Work order:
When you find the line with "Every instance of the south" among the records below, reproduce it and each line after it exactly, ending with the line with "Every instance of the lebanese".

....

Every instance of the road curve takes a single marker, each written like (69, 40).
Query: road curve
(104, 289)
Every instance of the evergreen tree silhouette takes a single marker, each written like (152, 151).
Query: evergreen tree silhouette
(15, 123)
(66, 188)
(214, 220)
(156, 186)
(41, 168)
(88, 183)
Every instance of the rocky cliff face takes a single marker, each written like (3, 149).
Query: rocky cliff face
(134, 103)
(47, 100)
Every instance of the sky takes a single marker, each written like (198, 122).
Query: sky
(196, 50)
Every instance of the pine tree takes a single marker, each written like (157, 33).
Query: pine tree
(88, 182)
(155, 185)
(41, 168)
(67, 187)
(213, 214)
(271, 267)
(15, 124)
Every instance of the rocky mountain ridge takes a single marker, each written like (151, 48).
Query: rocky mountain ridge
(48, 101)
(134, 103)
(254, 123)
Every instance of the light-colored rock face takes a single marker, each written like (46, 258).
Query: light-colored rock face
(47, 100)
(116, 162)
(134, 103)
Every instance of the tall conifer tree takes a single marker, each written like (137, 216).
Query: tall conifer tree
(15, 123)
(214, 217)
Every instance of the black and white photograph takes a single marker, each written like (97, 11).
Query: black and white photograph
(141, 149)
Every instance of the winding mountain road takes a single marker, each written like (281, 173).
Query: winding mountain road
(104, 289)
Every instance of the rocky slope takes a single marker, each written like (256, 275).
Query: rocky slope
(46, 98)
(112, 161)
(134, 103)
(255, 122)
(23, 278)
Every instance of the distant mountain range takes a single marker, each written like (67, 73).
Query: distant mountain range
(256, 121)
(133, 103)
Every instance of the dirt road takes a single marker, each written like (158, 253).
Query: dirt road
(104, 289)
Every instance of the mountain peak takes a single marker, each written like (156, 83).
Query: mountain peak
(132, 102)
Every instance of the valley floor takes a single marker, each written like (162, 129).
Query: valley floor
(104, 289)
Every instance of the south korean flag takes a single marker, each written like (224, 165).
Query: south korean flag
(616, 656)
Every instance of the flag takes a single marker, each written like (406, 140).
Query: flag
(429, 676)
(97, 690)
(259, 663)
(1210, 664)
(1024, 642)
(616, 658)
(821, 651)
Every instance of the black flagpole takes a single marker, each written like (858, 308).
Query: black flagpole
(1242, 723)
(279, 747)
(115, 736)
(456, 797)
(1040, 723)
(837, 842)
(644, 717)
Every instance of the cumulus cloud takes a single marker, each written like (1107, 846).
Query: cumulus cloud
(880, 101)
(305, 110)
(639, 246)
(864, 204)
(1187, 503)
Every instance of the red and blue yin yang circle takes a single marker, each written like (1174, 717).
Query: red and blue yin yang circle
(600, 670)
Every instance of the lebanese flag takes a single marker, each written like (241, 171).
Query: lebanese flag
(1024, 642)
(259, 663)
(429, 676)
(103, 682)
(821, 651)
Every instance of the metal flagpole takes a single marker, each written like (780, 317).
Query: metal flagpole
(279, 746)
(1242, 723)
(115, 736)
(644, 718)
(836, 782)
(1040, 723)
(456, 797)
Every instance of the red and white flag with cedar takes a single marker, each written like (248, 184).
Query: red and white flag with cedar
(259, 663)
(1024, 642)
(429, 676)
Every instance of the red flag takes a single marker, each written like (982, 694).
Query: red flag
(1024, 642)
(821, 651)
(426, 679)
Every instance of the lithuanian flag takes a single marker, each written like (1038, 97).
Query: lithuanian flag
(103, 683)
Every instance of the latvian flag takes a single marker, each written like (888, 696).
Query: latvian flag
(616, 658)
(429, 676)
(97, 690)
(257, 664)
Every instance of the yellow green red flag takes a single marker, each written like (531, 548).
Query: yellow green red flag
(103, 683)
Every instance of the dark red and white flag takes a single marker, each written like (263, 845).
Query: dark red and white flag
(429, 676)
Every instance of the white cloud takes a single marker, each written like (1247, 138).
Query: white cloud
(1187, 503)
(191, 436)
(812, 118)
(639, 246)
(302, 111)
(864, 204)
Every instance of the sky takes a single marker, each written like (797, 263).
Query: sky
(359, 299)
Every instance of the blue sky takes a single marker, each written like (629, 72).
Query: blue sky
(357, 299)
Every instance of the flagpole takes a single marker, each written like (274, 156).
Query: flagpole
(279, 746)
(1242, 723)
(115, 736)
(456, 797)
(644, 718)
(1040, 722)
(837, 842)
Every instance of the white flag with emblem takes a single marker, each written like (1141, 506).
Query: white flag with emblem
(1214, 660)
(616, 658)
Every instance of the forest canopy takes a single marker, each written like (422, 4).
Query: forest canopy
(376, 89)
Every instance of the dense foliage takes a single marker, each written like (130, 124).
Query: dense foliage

....

The completed task:
Every instance of the south korean flag takes a single marker, each written like (224, 165).
Query: south korean flag
(616, 656)
Every instance of the flag takes a single marker, each written like (406, 140).
Query: flag
(429, 676)
(97, 690)
(259, 663)
(1210, 664)
(1024, 642)
(616, 658)
(821, 651)
Every instance of the black flagpole takes a single marker, each written like (858, 308).
Query: black flagpole
(1242, 723)
(279, 747)
(115, 736)
(456, 797)
(1040, 723)
(837, 842)
(644, 717)
Every instance of the cumulus cloud takes a single marker, each written like (1107, 846).
Query: cumulus cloud
(880, 101)
(305, 110)
(639, 246)
(864, 204)
(1187, 503)
Every instance of the red and blue yin yang circle takes a single marker, each written like (1174, 717).
Query: red and blue yin yang circle
(600, 670)
Every instance of the lebanese flag takes a single marker, each written like (241, 171).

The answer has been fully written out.